> PROBLEM DESCRIPTION:
Give again, word for word, every line in the entries below from the line with "Target: airplane wing" up to and including the line with "Target: wing leading edge", and no other line.

> SUPPLIED ENTRIES:
┄┄┄┄┄┄┄┄┄┄
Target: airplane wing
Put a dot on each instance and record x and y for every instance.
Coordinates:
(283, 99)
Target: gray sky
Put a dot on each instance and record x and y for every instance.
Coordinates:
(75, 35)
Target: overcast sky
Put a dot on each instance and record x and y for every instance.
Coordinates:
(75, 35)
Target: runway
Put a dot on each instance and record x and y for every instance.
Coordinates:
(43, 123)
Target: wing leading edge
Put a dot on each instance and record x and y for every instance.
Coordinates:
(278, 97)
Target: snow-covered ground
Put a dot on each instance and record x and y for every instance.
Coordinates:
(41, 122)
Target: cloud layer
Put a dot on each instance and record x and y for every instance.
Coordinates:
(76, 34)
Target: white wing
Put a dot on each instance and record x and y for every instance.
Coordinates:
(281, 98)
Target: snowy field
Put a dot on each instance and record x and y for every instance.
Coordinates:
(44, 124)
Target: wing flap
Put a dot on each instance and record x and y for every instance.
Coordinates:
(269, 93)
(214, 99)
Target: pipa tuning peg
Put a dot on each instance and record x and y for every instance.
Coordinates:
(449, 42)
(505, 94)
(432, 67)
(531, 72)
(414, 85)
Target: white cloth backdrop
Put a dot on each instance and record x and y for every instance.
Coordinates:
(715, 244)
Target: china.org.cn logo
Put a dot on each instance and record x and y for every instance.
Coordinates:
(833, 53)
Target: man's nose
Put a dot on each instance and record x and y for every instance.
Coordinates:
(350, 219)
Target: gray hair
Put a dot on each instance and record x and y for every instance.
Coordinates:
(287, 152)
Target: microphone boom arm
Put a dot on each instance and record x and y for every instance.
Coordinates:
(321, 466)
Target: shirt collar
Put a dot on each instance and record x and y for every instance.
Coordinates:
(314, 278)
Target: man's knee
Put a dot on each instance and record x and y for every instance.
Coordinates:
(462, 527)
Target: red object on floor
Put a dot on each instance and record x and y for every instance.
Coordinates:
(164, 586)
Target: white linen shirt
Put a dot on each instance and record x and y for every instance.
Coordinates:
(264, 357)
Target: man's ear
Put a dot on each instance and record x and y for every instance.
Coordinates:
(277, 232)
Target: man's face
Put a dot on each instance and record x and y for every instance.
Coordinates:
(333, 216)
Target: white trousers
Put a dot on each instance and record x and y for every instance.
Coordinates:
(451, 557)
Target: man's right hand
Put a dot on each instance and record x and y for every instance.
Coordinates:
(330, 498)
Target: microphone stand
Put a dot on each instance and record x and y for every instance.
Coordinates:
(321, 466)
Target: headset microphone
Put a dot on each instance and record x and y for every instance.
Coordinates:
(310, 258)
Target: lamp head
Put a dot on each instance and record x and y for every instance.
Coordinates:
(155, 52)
┄┄┄┄┄┄┄┄┄┄
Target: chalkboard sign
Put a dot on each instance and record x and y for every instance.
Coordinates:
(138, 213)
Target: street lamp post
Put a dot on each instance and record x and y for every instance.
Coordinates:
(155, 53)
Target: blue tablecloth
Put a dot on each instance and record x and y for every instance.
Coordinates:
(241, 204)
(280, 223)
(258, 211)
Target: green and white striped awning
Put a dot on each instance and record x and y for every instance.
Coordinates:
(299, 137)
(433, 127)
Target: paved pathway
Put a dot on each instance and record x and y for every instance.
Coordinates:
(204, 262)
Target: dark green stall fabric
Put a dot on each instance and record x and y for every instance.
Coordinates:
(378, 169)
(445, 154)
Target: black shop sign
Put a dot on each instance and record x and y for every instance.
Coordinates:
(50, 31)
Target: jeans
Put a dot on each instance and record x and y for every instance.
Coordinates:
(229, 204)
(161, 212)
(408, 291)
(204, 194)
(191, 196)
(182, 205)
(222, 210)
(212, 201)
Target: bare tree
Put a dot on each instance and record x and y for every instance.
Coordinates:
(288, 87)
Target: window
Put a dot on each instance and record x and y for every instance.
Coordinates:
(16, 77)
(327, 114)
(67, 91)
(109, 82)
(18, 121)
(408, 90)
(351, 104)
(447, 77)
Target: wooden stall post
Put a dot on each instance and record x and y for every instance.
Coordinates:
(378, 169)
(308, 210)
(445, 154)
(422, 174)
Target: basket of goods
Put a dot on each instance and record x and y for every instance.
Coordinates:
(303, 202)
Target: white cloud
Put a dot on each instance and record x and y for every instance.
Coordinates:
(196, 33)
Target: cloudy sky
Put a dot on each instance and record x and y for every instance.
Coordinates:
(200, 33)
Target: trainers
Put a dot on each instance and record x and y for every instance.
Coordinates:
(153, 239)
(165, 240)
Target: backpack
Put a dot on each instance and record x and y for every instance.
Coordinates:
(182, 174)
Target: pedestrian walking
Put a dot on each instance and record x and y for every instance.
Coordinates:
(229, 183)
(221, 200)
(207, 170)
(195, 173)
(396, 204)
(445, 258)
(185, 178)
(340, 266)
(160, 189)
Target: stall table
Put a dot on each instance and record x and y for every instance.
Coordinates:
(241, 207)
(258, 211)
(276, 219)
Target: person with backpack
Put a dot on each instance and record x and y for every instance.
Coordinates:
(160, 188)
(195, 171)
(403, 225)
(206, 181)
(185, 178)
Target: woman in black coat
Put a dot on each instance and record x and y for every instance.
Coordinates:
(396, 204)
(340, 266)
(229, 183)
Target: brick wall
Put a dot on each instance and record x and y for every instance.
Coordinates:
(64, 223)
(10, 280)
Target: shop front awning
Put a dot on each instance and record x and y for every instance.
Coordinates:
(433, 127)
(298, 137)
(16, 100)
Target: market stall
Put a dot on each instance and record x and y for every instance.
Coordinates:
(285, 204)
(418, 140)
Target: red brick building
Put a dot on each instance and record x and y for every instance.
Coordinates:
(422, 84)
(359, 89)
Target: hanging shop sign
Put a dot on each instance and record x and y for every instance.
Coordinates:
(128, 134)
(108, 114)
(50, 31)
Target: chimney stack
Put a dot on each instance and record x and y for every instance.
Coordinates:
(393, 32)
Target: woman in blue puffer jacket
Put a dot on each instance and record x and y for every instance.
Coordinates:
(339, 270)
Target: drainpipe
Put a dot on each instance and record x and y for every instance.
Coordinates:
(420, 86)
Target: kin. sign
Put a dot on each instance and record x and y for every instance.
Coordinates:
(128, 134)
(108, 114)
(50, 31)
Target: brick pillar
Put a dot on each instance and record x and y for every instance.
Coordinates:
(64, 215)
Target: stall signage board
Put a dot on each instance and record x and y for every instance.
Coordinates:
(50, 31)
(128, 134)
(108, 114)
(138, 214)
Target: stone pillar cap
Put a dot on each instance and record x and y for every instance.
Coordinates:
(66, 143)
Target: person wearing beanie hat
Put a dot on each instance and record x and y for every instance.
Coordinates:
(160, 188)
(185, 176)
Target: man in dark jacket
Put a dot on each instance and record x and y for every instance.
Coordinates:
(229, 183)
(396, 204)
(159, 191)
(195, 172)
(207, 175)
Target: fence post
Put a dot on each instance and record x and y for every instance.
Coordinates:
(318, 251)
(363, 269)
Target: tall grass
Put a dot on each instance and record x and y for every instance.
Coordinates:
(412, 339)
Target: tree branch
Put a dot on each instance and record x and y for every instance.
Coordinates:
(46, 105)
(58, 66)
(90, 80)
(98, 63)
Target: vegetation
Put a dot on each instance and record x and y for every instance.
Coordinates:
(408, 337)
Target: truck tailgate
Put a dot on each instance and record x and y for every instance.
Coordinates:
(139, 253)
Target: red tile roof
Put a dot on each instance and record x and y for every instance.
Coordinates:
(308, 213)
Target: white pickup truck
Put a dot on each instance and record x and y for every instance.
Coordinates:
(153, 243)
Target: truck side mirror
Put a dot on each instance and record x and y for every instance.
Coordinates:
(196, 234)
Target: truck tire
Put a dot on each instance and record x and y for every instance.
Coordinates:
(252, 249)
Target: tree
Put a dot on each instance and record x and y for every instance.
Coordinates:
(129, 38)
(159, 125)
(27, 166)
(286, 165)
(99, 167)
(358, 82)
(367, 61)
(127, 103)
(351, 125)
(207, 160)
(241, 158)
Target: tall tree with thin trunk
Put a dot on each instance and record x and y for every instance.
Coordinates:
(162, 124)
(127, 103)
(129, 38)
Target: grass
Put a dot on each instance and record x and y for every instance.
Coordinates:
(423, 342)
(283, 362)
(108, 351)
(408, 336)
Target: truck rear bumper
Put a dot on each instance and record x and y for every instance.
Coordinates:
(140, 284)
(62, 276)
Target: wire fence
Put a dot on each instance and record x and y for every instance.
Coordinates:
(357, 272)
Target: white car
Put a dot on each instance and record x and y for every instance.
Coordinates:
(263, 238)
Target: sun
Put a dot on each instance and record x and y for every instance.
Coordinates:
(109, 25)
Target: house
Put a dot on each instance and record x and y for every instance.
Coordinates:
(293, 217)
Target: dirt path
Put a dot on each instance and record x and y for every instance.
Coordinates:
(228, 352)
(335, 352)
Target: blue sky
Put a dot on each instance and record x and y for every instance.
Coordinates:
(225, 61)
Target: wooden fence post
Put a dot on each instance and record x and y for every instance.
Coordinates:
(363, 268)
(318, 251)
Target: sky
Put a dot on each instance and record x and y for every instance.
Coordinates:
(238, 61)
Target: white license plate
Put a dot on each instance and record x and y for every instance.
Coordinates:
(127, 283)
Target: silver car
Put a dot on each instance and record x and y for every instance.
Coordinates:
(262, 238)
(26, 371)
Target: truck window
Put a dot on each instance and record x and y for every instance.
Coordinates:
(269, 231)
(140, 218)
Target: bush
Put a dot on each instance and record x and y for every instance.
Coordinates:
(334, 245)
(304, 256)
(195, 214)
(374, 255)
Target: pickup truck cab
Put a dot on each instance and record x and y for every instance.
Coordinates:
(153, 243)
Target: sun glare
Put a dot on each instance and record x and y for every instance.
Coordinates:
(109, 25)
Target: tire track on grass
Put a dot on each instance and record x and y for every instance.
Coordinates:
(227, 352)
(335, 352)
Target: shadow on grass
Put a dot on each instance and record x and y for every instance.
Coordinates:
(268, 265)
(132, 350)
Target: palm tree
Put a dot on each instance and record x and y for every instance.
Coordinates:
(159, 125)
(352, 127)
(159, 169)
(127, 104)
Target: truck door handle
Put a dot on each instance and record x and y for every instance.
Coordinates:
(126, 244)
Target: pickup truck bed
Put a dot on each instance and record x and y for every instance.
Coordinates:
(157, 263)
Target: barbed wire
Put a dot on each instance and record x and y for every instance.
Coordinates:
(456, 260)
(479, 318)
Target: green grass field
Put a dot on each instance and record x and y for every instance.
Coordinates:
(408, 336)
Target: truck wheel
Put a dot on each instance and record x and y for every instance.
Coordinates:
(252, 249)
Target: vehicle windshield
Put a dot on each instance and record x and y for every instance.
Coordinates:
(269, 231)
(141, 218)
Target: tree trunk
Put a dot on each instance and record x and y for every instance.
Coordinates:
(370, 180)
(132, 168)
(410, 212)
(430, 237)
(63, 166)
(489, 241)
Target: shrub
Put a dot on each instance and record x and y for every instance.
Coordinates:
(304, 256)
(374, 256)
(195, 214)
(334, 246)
┄┄┄┄┄┄┄┄┄┄
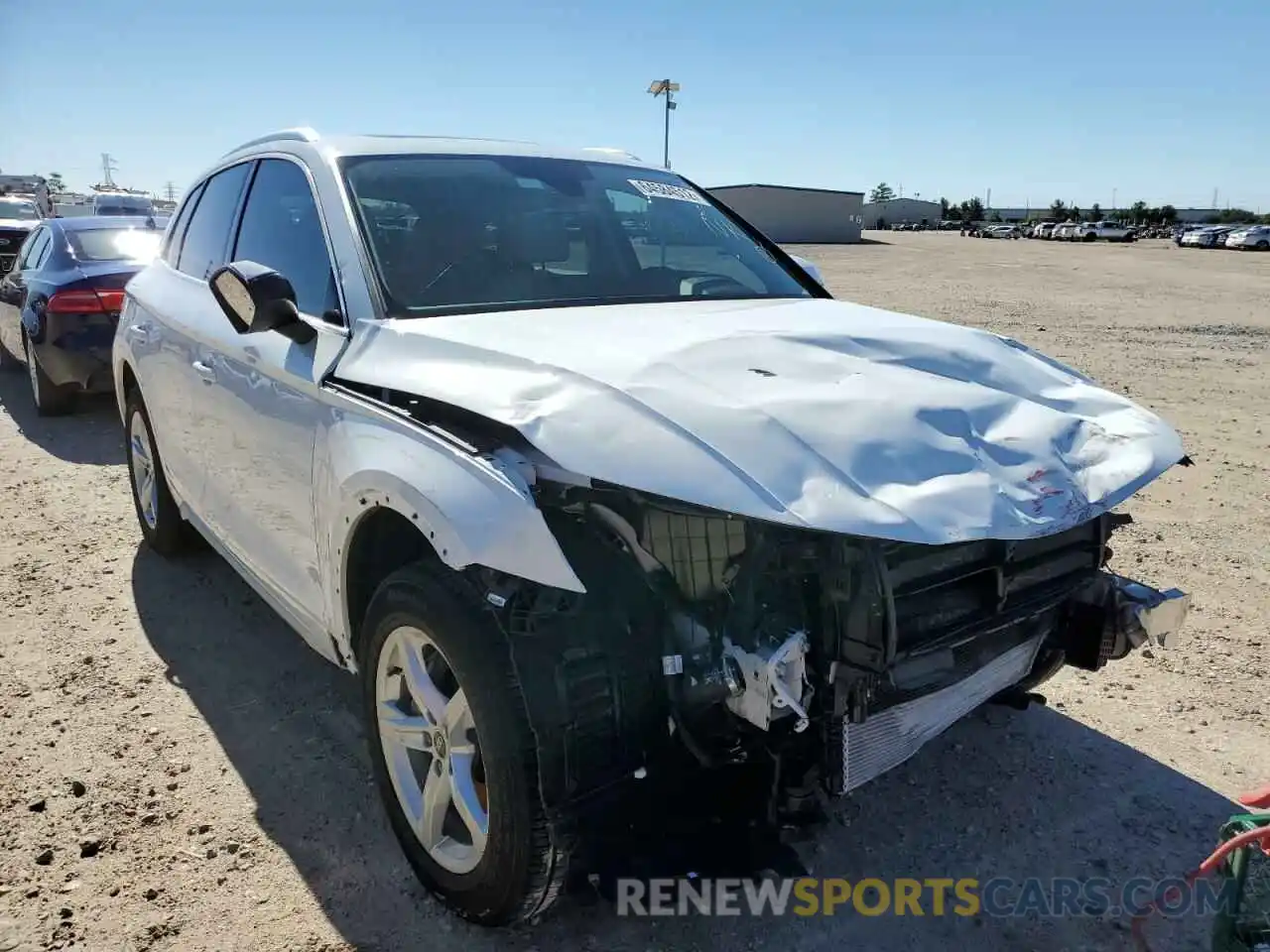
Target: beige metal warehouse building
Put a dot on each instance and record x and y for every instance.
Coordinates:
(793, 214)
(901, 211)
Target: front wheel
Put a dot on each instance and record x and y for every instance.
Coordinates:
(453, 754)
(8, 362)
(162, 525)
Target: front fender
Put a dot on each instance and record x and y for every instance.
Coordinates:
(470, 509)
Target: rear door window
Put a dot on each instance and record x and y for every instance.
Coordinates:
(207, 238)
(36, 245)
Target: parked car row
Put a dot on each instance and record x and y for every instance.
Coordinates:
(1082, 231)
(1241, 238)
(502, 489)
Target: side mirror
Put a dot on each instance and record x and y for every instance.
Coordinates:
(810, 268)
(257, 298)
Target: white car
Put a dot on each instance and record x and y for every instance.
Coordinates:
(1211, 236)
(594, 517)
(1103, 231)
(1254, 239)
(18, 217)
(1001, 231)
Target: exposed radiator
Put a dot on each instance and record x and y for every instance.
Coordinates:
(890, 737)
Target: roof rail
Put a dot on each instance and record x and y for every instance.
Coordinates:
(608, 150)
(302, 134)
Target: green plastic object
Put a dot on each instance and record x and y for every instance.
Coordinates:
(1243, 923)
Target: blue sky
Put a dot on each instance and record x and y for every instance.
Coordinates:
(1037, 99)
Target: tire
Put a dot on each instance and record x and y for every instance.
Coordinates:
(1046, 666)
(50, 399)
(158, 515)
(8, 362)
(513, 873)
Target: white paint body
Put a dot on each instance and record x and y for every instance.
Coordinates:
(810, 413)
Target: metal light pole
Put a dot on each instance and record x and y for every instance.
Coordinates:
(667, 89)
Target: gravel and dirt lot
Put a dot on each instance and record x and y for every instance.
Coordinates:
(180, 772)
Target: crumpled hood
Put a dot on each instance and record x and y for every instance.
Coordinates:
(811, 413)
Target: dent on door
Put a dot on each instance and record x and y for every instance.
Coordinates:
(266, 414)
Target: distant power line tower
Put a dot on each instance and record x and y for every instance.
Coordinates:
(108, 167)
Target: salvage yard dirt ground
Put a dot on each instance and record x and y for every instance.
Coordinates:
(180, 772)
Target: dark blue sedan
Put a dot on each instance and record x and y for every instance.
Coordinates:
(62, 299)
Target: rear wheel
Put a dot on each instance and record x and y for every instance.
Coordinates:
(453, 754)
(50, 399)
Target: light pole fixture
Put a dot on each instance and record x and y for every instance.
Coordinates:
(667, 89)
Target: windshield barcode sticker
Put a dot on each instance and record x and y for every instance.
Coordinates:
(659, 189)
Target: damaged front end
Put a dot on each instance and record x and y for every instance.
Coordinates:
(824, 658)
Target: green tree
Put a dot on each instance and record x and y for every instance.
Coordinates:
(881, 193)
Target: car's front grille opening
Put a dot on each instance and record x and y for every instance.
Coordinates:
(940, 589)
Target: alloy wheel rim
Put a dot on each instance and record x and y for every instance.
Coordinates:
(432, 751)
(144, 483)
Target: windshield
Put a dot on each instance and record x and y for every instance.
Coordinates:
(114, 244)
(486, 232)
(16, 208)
┄┄┄┄┄┄┄┄┄┄
> ANSWER BOX:
Target: airplane wing
Put a dot on each instance and record x and y for every instance.
Coordinates:
(283, 99)
Target: gray sky
Put a dot on each instance and record x and y for every instance.
Coordinates:
(75, 35)
Target: overcast sky
Put a dot on each instance and record x and y for every instance.
Coordinates:
(75, 35)
Target: runway
Put a dot on each instance and record x and y for every instance.
Coordinates:
(43, 123)
Target: wing leading edge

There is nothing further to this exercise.